**INSTRUCTIONS TO FOLLOW:** Copy out each of the entries below line for line, keeping every character unchanged.

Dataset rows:

-- begin --

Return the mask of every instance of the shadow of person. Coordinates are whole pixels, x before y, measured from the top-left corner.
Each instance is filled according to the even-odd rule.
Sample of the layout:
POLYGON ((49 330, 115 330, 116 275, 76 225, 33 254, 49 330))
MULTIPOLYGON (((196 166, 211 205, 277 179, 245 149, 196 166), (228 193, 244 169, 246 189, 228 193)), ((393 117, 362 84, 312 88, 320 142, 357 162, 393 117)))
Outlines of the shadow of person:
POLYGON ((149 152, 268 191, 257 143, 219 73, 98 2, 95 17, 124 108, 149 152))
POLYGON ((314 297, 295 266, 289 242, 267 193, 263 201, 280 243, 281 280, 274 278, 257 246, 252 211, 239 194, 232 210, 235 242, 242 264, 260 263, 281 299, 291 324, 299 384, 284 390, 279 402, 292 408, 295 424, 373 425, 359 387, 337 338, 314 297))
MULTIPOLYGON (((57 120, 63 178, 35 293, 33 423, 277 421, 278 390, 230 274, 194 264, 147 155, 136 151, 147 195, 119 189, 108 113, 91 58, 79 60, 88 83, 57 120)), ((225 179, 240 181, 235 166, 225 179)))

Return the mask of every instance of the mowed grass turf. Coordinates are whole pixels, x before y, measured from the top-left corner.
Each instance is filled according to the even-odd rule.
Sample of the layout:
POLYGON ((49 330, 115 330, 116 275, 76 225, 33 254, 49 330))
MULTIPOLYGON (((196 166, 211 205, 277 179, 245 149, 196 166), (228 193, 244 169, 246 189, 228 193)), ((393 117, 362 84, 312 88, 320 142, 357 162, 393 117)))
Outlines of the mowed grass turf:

-- end --

**SOLUTION BELOW:**
Return the mask of every instance of the shadow of person. Coordinates are whole pixels, x before y, measured from the top-left corner.
Each instance is filled according to the even-odd rule.
Sample of the layout:
POLYGON ((49 330, 115 330, 116 275, 76 225, 33 254, 49 330))
MULTIPOLYGON (((196 166, 211 205, 277 179, 245 149, 196 166), (228 193, 244 169, 246 189, 228 193)), ((393 117, 362 84, 312 88, 320 142, 357 162, 393 117)))
Outlines of the shadow of person:
POLYGON ((149 152, 268 191, 257 143, 219 73, 98 2, 95 17, 124 108, 149 152))
POLYGON ((314 297, 295 266, 289 242, 267 193, 263 201, 280 243, 281 280, 274 278, 257 246, 252 211, 239 194, 232 210, 235 242, 242 264, 260 263, 281 299, 291 324, 299 384, 284 390, 279 402, 292 408, 295 424, 373 425, 359 387, 337 338, 314 297))
MULTIPOLYGON (((57 120, 63 178, 35 293, 33 423, 277 421, 278 390, 230 274, 194 264, 147 155, 136 151, 147 195, 119 189, 108 113, 91 58, 79 60, 88 83, 57 120)), ((225 179, 240 181, 235 166, 225 179)))

Return the mask of every instance of the mowed grass turf. Coordinates are whole pixels, x before y, measured from the top-left corner.
Each instance is filled according to the even-odd rule.
Sample of the layout:
POLYGON ((49 330, 115 330, 116 275, 76 225, 33 254, 49 330))
MULTIPOLYGON (((196 166, 211 205, 277 179, 245 149, 196 166), (228 193, 244 169, 246 189, 228 193)), ((393 117, 362 84, 312 88, 320 142, 357 162, 393 117)))
Outlines of the mowed grass turf:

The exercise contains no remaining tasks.